***** Provided text *****

Thursday, September 2, 2010

Residents Reminded to Make Plans for Pets In Case of Emergency

Los Angeles County Animal and Control



Date:  September 2, 2010

Contact:  Evelina Villa, (562) 256-1364






       In honor of National Preparedness month, the Los Angeles County Department of Animal Care and Control (DACC) would like to remind pet owners to be prepared for the event of an emergency. Including your pets in your emergency preparedness plans is key to ensuring survival during a disaster, crisis, or emergency.  Remember, it is always best to plan ahead, before disaster strikes.


       One of the most important components of emergency preparedness is having a plan for you and your family. The same goes for your pets. Be sure to have a plan in place for them as well.  Make arrangements now with family or friends who would be willing to welcome your pets in the event of an emergency. Make plans with your neighbors to care for or evacuate your pets if you are unable to do so.


       Have an emergency kit for your pets. Make sure to include food and water (enough for at least three days for each pet) and any necessary medication.  Dogs should wear a collar with license and identification information. Microchip your pets!  Be sure to have extra collars and leashes with ID tags for both cats and dogs. Each pet should have their own crate or carrier.  Crates should have good air circulation and should be large enough for your pet to stand, turn, and lie down. A harness and leash for your cat can be very helpful in reducing escapes while cleaning the cage. Have a copy of all of your pet’s important information (registration, microchip, vaccination, and other important medical records).  Also include familiar items, such as favorite toys and treats, which can help reduce stress for your pets during a disaster.  


       If you have livestock, be sure to make arrangements to evacuate or prepare an area where horses can remain safe during an emergency event.  With livestock, it is vital for horses to be evacuated early from threatened areas so horse trailers do not interfere with emergency response vehicles. DACC encourages you to train your horse to load into a trailer and have a working trailer available.  If your horse will not load easily or safely, work in advance to make your horses’ area as safe as possible to shelter in place.  Check with your local Fire Department for clearance regulations.

***** Entries shown *****

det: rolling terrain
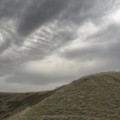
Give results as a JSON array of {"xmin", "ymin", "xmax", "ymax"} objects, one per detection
[{"xmin": 0, "ymin": 72, "xmax": 120, "ymax": 120}]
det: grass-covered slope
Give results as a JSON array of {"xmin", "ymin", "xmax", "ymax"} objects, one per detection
[
  {"xmin": 0, "ymin": 91, "xmax": 54, "ymax": 120},
  {"xmin": 7, "ymin": 72, "xmax": 120, "ymax": 120}
]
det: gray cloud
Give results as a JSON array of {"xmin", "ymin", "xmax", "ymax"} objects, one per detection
[
  {"xmin": 0, "ymin": 0, "xmax": 120, "ymax": 90},
  {"xmin": 18, "ymin": 0, "xmax": 70, "ymax": 35}
]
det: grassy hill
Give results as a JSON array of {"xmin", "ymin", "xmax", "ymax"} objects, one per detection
[{"xmin": 0, "ymin": 72, "xmax": 120, "ymax": 120}]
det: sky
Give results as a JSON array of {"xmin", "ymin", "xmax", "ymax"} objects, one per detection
[{"xmin": 0, "ymin": 0, "xmax": 120, "ymax": 92}]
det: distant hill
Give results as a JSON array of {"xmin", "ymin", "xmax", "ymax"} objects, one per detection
[{"xmin": 0, "ymin": 72, "xmax": 120, "ymax": 120}]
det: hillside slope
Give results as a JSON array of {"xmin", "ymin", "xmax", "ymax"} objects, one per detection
[
  {"xmin": 0, "ymin": 72, "xmax": 120, "ymax": 120},
  {"xmin": 0, "ymin": 90, "xmax": 55, "ymax": 120}
]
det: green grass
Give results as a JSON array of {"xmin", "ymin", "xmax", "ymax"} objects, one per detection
[{"xmin": 0, "ymin": 72, "xmax": 120, "ymax": 120}]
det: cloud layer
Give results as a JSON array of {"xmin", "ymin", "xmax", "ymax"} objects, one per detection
[{"xmin": 0, "ymin": 0, "xmax": 120, "ymax": 92}]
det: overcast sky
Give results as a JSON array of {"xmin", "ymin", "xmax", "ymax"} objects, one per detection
[{"xmin": 0, "ymin": 0, "xmax": 120, "ymax": 92}]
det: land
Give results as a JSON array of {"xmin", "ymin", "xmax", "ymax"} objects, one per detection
[{"xmin": 0, "ymin": 72, "xmax": 120, "ymax": 120}]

*****

- **Exercise description**:
Please copy out the entire pet emergency preparedness notice above, word for word.

- **Completed exercise**:
Thursday, September 2, 2010

Residents Reminded to Make Plans for Pets In Case of Emergency

Los Angeles County Animal and Control



Date:  September 2, 2010

Contact:  Evelina Villa, (562) 256-1364






       In honor of National Preparedness month, the Los Angeles County Department of Animal Care and Control (DACC) would like to remind pet owners to be prepared for the event of an emergency. Including your pets in your emergency preparedness plans is key to ensuring survival during a disaster, crisis, or emergency.  Remember, it is always best to plan ahead, before disaster strikes.


       One of the most important components of emergency preparedness is having a plan for you and your family. The same goes for your pets. Be sure to have a plan in place for them as well.  Make arrangements now with family or friends who would be willing to welcome your pets in the event of an emergency. Make plans with your neighbors to care for or evacuate your pets if you are unable to do so.


       Have an emergency kit for your pets. Make sure to include food and water (enough for at least three days for each pet) and any necessary medication.  Dogs should wear a collar with license and identification information. Microchip your pets!  Be sure to have extra collars and leashes with ID tags for both cats and dogs. Each pet should have their own crate or carrier.  Crates should have good air circulation and should be large enough for your pet to stand, turn, and lie down. A harness and leash for your cat can be very helpful in reducing escapes while cleaning the cage. Have a copy of all of your pet’s important information (registration, microchip, vaccination, and other important medical records).  Also include familiar items, such as favorite toys and treats, which can help reduce stress for your pets during a disaster.  


       If you have livestock, be sure to make arrangements to evacuate or prepare an area where horses can remain safe during an emergency event.  With livestock, it is vital for horses to be evacuated early from threatened areas so horse trailers do not interfere with emergency response vehicles. DACC encourages you to train your horse to load into a trailer and have a working trailer available.  If your horse will not load easily or safely, work in advance to make your horses’ area as safe as possible to shelter in place.  Check with your local Fire Department for clearance regulations.